** Opening Records for processing block **

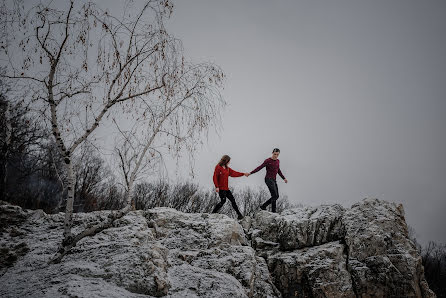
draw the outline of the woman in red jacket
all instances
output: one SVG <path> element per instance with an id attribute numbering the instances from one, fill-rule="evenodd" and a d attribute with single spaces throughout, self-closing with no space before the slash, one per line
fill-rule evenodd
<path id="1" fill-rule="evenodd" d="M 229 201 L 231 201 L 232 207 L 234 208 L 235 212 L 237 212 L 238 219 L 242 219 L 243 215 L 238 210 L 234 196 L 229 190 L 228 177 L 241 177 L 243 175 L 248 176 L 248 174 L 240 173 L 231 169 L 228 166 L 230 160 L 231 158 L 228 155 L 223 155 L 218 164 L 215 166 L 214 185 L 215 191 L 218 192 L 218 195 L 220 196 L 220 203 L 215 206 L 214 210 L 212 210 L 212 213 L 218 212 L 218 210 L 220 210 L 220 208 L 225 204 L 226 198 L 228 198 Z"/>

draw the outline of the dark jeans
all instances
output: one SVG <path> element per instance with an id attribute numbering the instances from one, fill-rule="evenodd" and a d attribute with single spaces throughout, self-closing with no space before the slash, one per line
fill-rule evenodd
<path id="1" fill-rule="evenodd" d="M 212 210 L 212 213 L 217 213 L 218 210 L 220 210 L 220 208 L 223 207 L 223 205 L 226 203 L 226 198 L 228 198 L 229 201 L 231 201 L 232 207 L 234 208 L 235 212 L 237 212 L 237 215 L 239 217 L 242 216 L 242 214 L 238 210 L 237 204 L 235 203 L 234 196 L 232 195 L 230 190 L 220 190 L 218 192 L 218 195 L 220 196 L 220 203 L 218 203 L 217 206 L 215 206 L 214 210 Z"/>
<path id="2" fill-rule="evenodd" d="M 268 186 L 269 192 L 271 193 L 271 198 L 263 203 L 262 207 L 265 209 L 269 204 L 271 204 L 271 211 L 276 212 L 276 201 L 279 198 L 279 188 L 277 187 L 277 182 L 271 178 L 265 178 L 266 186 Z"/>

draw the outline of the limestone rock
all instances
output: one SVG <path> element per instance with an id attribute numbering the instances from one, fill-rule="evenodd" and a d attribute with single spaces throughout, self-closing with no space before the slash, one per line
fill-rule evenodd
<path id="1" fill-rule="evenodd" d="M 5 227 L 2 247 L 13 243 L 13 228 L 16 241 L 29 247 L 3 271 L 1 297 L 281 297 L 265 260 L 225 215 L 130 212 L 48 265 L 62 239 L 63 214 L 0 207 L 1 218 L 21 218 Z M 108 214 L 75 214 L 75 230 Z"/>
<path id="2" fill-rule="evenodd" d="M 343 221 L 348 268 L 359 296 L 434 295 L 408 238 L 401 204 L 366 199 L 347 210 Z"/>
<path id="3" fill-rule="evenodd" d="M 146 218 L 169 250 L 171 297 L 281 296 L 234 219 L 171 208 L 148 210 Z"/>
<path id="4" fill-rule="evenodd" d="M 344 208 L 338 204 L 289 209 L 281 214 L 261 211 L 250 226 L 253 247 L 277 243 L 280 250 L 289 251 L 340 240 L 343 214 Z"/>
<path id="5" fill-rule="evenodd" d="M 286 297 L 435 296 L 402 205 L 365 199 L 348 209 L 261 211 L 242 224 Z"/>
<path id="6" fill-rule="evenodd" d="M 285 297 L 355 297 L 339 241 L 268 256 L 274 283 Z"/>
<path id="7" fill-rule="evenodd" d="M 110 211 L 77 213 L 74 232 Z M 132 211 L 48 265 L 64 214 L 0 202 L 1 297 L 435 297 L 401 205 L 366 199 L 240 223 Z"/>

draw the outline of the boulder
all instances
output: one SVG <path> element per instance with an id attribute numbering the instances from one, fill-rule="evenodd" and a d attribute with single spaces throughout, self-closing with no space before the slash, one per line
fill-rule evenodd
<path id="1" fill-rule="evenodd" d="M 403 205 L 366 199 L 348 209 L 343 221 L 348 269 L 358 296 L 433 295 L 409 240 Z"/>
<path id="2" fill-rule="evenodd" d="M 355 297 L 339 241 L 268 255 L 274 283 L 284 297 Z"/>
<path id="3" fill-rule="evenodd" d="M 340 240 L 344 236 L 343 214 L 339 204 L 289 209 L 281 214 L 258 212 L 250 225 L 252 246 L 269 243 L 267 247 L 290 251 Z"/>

** Closing Records for processing block **

● **Description of the task**: List every line above containing the word "draw".

● **Exercise solution**:
draw the outline of the woman in red jacket
draw the outline of the dark jeans
draw the outline of the limestone rock
draw the outline of the boulder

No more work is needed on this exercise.